Short exercise A :: Name every U.S. state mentioned in the Volkswagen Bus road-trip story.
Short exercise B :: Reproduce the Volkswagen Bus road-trip story word for word, from "Champ, my thirty-six-year-old" to "the Wasatch Mountains.".
Short exercise C :: Continue the Volkswagen Bus road-trip story from where it stops.

Champ, my thirty-six-year-old Volkswagen Bus, had her speedometer pegged at sixty miles per hour, as fast as she could go at this altitude. I was around fifty miles outside of Wendover, Nevada. So far I had seen only a handful of cars since leaving I-80 and not even a house since Toole, Utah. I was truly in the middle of nowhere. It was not a good place to break down. I was on my way to Bishop, California where I had an internship as a rock-climbing guide waiting for me. As I kept my eyes peeled for roaming herds of sheep crossing the “highway,” my thoughts drifted back to the unforgettable week I had spent climbing, camping, and exploring in the Wasatch Mountains.

Champ in the High Sierra ©Isaac Tait

My adventure began with an overnight trek from California to Salt Lake City, fueled by copious amounts of caffeine. I was headed to Salt Lake City to get my Wilderness First Responder (WFR) Certification, which I needed for liability reasons for my internship with Sierra Rock Climbing School. As I battled traffic on the I-15 into Salt Lake I was awestruck by the scenery. The Wasatch Mountains were awesome – shrouded in mist, dusted with fresh snow, and green, tree-studded grasslands streaming from the foot of the mountains like a royal cape. It was unlike anything I had ever seen in California, so fresh and free of smog. Although it was early June it was unbelievably cold (another new experience for a California kid). I had foolishly decided not to hook up the heater pipes in Champ before I left home, so I had no choice but to bundle up and wipe the condensation off the inside of my window every few minutes.

Data shown ::
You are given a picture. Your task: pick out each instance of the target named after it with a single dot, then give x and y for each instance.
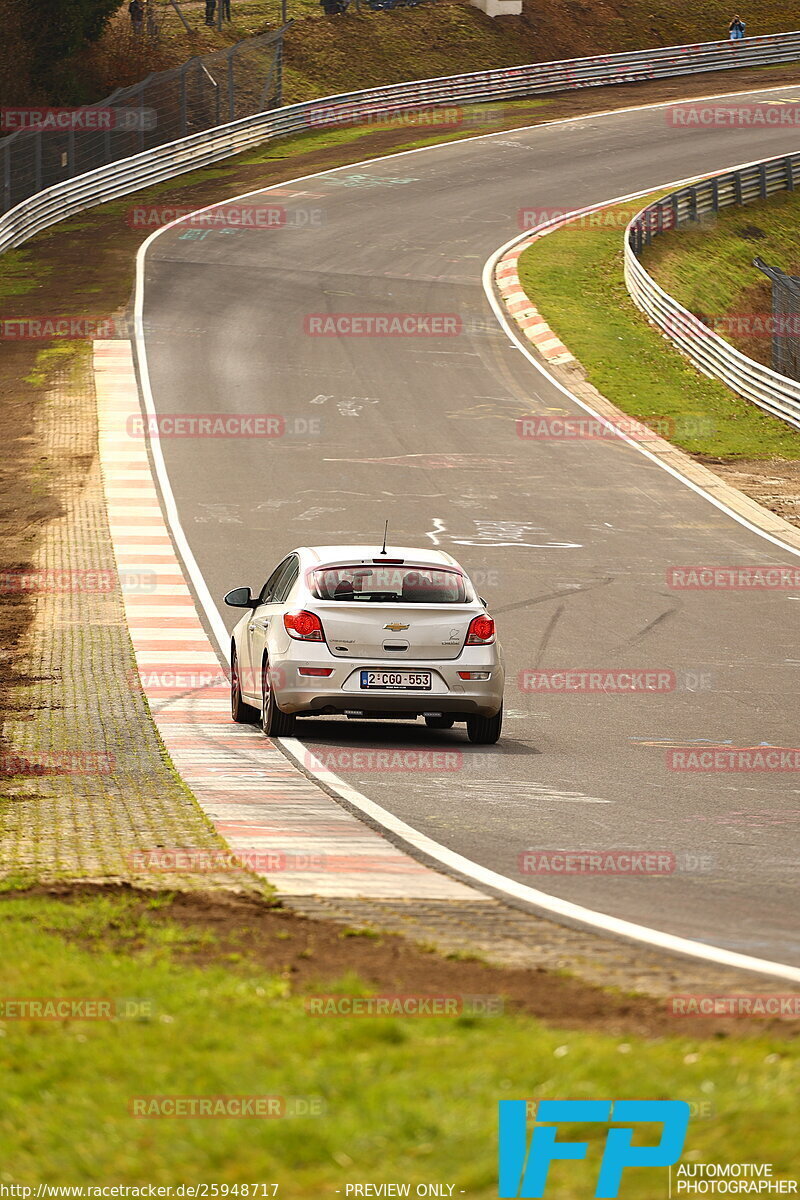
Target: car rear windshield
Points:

Response A :: Nevada, Utah, California

Response B ::
Champ, my thirty-six-year-old Volkswagen Bus, had her speedometer pegged at sixty miles per hour, as fast as she could go at this altitude. I was around fifty miles outside of Wendover, Nevada. So far I had seen only a handful of cars since leaving I-80 and not even a house since Toole, Utah. I was truly in the middle of nowhere. It was not a good place to break down. I was on my way to Bishop, California where I had an internship as a rock-climbing guide waiting for me. As I kept my eyes peeled for roaming herds of sheep crossing the “highway,” my thoughts drifted back to the unforgettable week I had spent climbing, camping, and exploring in the Wasatch Mountains.

Response C ::
The WFR class was on the beautiful, yet expensive, University of Utah campus, which I discovered by paying one hundred and eighty dollars in parking fines. Not too far from the campus I found an amazing campsite set among aspen trees, flowing creeks, blooming wildflowers, and beautiful snow-covered mountains. Every night I had the entire campground to myself. I have not seen that many stars in a long time. The peace and serenity that surrounded this place was a breath of fresh air that I desperately needed. I had just spent the last four months attending college, miserable and thinking of ways to convince fellow classmates to ditch class to go climbing while at the same time figuring out how to hide my deplorable grades from my parents.

On my first day in WFR class I met Tyler, a Salt Lake City native, who offered to show me around some of the “local” climbing spots. I was more than happy to climb with a local and so every day after class Tyler and I would drive out to Little Cotton Wood Canyon, or the lesser-known outlying areas and climb till well after sunset.

Isaac and Champ

Oh sh** a cattle guard!!!

My attention was rudely diverted back to the highway in front of me, I had a run in with a cattle guard on the way to the Buttermilks earlier that year that had almost set Champ on fire. The worn out shocks rattled over the cattle guard and the engine sputtered a few times and then finally died out. I pulled over and opened up my engine hatch to see fuel leaking profusely from my carburetor. I spent the next hour removing and rebuilding my carburetor. Thankfully, once I had it back in Champ fired up on the first try. Back on the road the drum of asphalt droned beneath my tires and once again my thoughts drifted back to my last few days in Salt Lake City.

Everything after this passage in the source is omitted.